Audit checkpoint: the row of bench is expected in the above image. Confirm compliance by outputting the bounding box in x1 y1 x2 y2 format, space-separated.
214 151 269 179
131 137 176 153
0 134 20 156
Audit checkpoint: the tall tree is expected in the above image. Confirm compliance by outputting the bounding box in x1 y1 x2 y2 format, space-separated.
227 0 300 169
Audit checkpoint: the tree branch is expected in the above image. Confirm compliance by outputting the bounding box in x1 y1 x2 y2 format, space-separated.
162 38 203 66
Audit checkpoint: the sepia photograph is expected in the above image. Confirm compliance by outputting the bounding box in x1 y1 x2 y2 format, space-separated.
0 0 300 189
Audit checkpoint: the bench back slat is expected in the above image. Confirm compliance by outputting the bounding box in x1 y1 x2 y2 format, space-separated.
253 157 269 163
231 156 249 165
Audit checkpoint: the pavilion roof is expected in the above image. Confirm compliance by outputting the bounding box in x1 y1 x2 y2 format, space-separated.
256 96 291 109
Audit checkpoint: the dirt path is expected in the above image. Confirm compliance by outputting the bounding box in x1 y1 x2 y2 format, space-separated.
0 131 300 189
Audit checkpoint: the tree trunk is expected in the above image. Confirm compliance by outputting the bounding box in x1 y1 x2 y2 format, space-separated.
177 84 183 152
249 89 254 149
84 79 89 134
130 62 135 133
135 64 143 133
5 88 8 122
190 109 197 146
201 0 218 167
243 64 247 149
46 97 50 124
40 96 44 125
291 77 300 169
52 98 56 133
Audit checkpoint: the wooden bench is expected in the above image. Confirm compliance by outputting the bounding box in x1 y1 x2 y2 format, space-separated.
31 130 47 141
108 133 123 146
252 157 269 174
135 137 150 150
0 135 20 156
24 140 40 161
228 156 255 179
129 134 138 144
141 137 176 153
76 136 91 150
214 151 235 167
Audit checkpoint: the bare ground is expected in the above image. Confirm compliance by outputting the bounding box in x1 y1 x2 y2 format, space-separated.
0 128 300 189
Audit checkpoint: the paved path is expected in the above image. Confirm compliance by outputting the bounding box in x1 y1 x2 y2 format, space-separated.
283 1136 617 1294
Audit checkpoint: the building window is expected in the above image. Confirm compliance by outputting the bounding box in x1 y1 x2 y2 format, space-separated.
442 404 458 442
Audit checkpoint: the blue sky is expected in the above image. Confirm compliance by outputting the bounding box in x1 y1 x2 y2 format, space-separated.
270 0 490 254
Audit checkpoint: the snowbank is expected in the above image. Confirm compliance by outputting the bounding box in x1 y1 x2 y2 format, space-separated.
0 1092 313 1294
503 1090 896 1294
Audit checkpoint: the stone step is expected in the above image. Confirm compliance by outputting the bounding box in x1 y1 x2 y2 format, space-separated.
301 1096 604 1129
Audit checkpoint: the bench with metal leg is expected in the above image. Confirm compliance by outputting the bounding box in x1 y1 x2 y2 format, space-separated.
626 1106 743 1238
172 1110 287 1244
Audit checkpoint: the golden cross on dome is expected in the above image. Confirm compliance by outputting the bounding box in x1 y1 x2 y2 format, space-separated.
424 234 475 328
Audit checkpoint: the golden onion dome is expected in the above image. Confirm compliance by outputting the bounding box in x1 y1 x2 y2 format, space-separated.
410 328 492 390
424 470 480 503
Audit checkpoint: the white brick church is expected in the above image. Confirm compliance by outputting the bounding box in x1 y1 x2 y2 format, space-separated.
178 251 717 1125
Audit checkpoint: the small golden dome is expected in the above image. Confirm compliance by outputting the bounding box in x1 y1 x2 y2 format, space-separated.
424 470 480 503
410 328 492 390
_ _ _ _ _ _ _
• _SET PROBLEM_: Copy the entries above from the line containing "Audit checkpoint: the tall" through the line containing "256 96 291 109", including both of those lines, without changing anything.

• _THE COMPLETED TASK_:
Audit checkpoint: the tall tree is expected in the above image. Confirm compliance by outputting the bounding box in x1 y1 x2 y2 format, space-separated.
227 0 300 169
Audit checkpoint: the tree branch is expected in the above image. Confirm compliance by outputting the bounding box in x1 y1 x2 y2 format, space-separated.
162 38 203 66
Audit checkpoint: the sepia photograph is expected in the above image. Confirm compliance by outputting the bounding box in x1 y1 x2 y2 format, space-separated.
0 0 300 189
Audit checkpoint: the bench back slat is expected in the above image. Confirm compliance by outputting the bounding box in x1 y1 x2 y2 format, space-separated.
253 157 269 163
231 156 249 165
Audit checkpoint: the pavilion roof is expected in the above image. Confirm compliance by outputting the bounding box in x1 y1 x2 y2 format, space-separated.
256 96 291 109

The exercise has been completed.